- TASK BRIEF: Only one portion of the data is to be written out: from the line bearing "Target: baseboard trim" through the line bearing "Target: brass hardware". Write it exactly as it appears.

- DATA EXTRACTS:
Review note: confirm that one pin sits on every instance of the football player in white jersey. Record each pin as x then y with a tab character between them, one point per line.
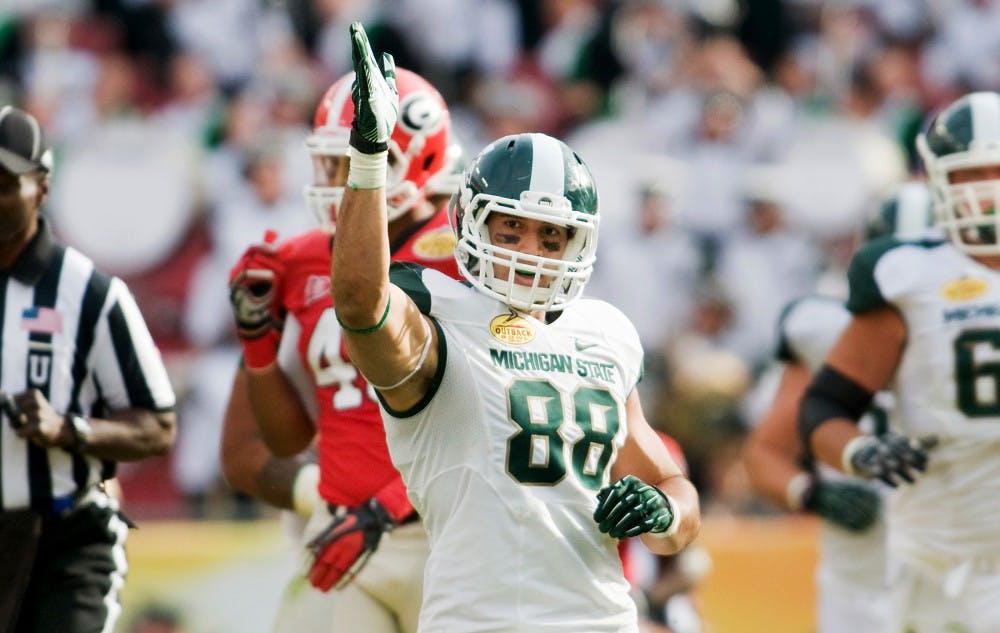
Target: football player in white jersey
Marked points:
509	401
926	320
851	572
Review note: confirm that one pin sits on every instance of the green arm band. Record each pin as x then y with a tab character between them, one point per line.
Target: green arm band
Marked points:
366	330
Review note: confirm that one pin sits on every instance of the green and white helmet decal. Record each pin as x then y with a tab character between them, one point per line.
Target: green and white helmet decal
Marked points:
537	177
965	135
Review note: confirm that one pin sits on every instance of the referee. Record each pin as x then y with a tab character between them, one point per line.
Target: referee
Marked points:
82	386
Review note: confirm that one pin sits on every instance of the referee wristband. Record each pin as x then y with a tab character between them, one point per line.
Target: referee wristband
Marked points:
366	330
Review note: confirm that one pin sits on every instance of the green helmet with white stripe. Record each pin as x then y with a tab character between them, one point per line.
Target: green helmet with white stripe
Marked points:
536	177
965	135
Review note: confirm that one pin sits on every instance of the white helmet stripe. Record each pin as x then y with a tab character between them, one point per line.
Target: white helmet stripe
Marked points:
913	210
985	117
548	171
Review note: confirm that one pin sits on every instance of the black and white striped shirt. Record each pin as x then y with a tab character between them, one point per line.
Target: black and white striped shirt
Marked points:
77	335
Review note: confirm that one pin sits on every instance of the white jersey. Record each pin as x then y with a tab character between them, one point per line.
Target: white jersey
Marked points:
504	457
809	327
947	384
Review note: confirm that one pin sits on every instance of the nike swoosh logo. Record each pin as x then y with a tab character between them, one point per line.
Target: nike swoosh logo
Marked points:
582	347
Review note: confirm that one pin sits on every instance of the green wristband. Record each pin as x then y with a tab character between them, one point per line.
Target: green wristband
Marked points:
366	330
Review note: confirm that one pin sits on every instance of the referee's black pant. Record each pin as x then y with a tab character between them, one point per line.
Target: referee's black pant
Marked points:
76	573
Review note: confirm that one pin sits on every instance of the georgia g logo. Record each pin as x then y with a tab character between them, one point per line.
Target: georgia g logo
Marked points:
420	113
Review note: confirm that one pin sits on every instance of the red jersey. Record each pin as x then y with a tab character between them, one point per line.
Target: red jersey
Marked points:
353	458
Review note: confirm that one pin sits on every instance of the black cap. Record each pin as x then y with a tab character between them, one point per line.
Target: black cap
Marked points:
22	145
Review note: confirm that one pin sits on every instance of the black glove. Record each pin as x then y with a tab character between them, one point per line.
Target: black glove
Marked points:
850	505
341	550
889	457
630	507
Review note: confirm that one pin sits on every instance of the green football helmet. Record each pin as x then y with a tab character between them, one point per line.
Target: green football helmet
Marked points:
537	177
963	135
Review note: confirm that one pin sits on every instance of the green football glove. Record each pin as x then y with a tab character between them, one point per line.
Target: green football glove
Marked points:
376	100
850	505
890	457
630	507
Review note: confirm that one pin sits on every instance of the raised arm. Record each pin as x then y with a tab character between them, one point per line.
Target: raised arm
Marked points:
387	338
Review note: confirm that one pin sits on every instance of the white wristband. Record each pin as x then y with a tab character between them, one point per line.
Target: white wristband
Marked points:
305	490
367	171
850	449
796	489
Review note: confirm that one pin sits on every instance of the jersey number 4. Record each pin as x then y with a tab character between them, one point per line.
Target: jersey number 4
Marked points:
537	452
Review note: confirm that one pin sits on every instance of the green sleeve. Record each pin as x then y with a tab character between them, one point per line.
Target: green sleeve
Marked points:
864	294
408	277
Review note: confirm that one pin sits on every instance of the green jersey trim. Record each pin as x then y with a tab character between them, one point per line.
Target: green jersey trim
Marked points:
408	277
865	294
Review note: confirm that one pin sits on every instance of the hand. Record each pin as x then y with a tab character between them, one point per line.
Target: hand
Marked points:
851	505
630	507
341	550
33	418
254	283
889	457
376	100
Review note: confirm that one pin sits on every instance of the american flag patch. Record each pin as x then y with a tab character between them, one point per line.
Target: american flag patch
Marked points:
41	320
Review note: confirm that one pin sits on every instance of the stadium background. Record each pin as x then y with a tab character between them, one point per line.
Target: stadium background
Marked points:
737	146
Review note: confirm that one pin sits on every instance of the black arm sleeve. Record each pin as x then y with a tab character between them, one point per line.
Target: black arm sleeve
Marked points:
831	395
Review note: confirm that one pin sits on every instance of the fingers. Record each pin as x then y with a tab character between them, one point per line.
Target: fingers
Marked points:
363	58
389	71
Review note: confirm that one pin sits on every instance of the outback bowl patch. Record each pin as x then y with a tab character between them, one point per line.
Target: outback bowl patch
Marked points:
965	289
436	244
511	328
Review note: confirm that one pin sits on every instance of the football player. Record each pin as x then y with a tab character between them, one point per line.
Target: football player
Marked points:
282	305
926	319
509	401
851	574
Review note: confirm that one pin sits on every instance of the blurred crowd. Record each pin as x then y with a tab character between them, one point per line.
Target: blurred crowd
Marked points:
737	147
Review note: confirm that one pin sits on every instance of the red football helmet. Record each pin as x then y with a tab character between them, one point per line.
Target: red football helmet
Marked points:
417	149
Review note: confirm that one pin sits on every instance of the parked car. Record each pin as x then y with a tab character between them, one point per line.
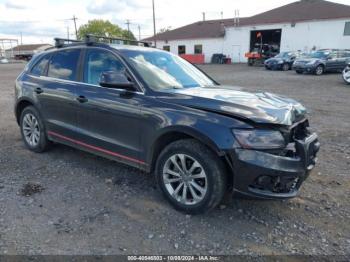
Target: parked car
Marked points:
282	61
346	74
155	111
4	60
321	61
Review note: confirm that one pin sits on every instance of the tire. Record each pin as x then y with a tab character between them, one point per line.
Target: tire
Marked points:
347	81
214	180
285	67
319	70
40	143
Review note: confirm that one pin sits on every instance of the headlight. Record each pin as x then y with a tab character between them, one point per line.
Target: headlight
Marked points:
311	63
259	139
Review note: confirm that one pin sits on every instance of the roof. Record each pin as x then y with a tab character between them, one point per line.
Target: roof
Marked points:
28	47
303	10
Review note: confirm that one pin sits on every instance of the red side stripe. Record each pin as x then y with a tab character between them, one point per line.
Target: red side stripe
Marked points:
96	148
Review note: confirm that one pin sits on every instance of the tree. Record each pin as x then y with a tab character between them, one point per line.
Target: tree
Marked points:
103	28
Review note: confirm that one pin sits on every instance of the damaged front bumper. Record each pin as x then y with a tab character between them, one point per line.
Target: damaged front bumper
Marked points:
265	175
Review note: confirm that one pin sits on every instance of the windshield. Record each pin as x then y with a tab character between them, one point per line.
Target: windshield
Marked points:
319	54
163	70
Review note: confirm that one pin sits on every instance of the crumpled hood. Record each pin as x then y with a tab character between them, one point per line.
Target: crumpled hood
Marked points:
307	60
274	60
258	107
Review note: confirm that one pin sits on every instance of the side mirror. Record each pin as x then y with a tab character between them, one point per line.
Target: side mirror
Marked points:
112	79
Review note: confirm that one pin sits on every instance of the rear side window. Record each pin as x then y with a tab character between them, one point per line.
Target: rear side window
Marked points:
40	67
97	62
63	64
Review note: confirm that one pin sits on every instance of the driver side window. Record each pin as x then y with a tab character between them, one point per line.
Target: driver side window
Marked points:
97	62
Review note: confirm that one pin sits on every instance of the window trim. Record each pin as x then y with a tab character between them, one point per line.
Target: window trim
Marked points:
178	50
30	71
194	49
139	86
346	26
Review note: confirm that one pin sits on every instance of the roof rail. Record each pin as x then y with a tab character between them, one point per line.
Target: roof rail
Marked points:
60	42
90	39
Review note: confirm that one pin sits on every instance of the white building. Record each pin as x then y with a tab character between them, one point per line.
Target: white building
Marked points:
302	25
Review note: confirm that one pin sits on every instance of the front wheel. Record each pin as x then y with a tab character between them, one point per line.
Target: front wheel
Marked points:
33	130
346	77
285	67
319	70
191	176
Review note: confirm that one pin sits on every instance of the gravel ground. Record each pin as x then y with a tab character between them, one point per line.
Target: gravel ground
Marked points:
70	202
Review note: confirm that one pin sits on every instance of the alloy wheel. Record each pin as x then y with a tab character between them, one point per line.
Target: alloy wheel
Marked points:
319	70
185	179
31	129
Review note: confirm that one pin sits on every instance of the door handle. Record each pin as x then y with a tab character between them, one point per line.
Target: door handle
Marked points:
38	90
82	99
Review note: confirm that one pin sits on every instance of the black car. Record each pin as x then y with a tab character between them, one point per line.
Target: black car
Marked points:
153	110
282	61
321	61
346	74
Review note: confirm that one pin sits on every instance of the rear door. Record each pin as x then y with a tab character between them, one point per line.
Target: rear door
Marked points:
332	61
108	119
57	96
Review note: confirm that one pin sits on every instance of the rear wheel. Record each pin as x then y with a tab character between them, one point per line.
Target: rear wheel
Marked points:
285	67
33	130
346	77
191	176
319	70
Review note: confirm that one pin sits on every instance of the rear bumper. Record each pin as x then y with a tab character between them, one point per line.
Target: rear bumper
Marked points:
263	175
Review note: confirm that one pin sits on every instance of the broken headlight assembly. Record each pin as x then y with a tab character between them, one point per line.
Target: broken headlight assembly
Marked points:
259	139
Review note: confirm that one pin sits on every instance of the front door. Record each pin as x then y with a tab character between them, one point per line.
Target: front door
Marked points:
108	118
56	93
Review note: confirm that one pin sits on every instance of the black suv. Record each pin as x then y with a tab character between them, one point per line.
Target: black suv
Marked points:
324	60
282	61
153	110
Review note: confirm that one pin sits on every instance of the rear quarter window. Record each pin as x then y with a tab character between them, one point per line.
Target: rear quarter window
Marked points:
63	64
39	68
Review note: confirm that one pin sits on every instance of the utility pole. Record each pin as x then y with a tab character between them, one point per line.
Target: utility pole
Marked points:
75	26
128	24
139	27
154	25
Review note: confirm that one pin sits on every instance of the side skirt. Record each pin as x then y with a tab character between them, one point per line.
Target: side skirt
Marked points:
98	151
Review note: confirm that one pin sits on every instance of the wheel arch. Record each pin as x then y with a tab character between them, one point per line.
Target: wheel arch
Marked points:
20	105
172	134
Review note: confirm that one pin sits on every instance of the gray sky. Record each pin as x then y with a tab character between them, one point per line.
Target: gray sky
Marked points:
41	20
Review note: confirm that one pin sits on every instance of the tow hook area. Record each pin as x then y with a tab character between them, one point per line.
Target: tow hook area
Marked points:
276	184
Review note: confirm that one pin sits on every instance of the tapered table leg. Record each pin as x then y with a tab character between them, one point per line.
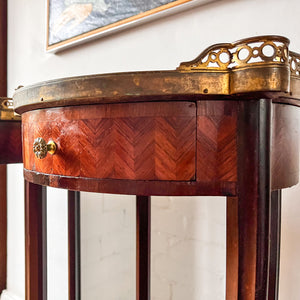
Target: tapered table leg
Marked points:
35	242
274	245
233	250
232	254
254	199
74	244
143	238
3	228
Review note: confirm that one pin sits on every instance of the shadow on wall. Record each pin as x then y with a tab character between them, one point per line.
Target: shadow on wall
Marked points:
188	248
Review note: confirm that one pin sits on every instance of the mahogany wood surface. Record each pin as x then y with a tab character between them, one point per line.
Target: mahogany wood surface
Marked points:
242	148
3	48
142	141
216	141
35	242
10	142
143	247
74	261
3	227
134	187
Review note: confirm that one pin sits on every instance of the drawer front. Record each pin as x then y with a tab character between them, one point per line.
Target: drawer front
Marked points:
136	141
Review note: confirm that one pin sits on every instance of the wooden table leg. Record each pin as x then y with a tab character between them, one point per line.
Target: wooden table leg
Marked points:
232	254
143	241
3	227
74	244
35	242
275	245
233	251
254	199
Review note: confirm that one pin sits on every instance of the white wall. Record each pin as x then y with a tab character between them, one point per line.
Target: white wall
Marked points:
194	243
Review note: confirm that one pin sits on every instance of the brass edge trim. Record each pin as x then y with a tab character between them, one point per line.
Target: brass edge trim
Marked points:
7	110
257	64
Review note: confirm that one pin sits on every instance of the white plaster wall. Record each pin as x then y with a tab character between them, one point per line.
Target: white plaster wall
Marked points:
188	255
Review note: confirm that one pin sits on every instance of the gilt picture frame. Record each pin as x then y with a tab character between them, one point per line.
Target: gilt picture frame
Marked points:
71	22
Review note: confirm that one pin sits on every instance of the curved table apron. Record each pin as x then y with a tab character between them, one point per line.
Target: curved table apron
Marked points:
230	130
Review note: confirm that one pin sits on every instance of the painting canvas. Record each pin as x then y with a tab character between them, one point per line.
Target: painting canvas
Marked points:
73	21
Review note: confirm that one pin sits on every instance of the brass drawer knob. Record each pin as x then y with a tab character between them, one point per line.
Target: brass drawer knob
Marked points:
40	148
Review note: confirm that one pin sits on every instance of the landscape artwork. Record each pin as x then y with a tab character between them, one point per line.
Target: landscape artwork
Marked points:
73	21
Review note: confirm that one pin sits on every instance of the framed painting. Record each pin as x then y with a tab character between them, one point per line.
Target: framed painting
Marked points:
75	21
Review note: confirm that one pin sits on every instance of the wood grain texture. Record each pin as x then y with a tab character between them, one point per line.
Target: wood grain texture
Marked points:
3	48
143	141
134	187
10	142
285	146
216	141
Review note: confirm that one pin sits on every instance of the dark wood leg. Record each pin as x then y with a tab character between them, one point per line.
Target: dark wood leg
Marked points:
3	228
35	242
232	249
275	245
143	238
74	244
254	199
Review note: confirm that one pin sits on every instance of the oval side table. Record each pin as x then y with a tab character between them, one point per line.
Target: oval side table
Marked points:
224	124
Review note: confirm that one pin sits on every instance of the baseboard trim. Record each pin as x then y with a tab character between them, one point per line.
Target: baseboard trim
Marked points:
6	295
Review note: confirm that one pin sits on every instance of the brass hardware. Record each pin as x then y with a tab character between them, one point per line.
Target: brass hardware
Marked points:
40	148
7	110
246	53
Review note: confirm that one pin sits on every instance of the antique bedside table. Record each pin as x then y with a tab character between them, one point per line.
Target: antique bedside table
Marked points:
226	123
10	152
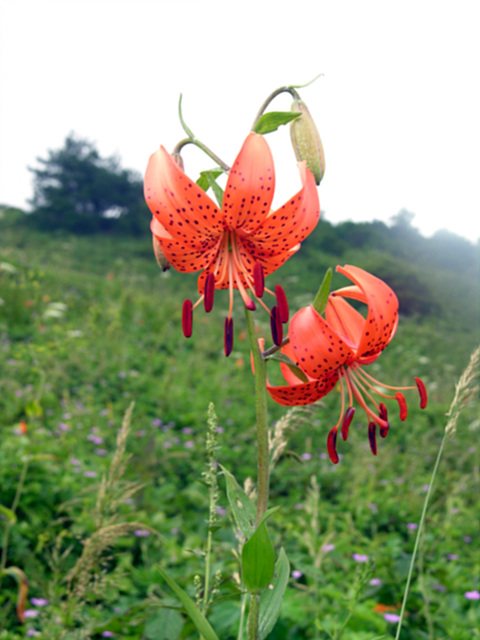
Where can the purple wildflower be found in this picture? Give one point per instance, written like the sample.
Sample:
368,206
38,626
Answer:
391,617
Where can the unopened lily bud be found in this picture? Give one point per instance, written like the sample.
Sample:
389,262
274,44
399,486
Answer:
306,141
160,257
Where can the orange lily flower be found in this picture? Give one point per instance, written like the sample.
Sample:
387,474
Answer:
337,348
236,246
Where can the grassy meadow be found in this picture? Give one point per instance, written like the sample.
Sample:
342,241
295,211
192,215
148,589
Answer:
90,325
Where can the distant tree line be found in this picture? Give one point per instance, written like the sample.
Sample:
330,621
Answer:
77,190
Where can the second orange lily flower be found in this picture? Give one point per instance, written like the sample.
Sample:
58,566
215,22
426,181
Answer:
337,348
234,246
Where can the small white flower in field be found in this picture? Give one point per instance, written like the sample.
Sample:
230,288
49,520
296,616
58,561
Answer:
358,557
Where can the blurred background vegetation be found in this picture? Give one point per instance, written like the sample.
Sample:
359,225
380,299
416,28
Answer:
88,324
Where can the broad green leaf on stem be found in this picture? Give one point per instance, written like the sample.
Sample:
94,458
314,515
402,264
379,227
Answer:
271,599
280,357
258,561
270,121
321,298
8,513
194,613
208,179
244,511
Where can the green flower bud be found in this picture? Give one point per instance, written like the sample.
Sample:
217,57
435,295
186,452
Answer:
306,141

- COMPLETED EXERCISE:
Target: baseboard trim
Marked points:
6	295
Review note: confirm that one pin sits on every instance of the brass hardware. Record each pin as x then y with a tab character between them, one point per line.
Target: brass hardware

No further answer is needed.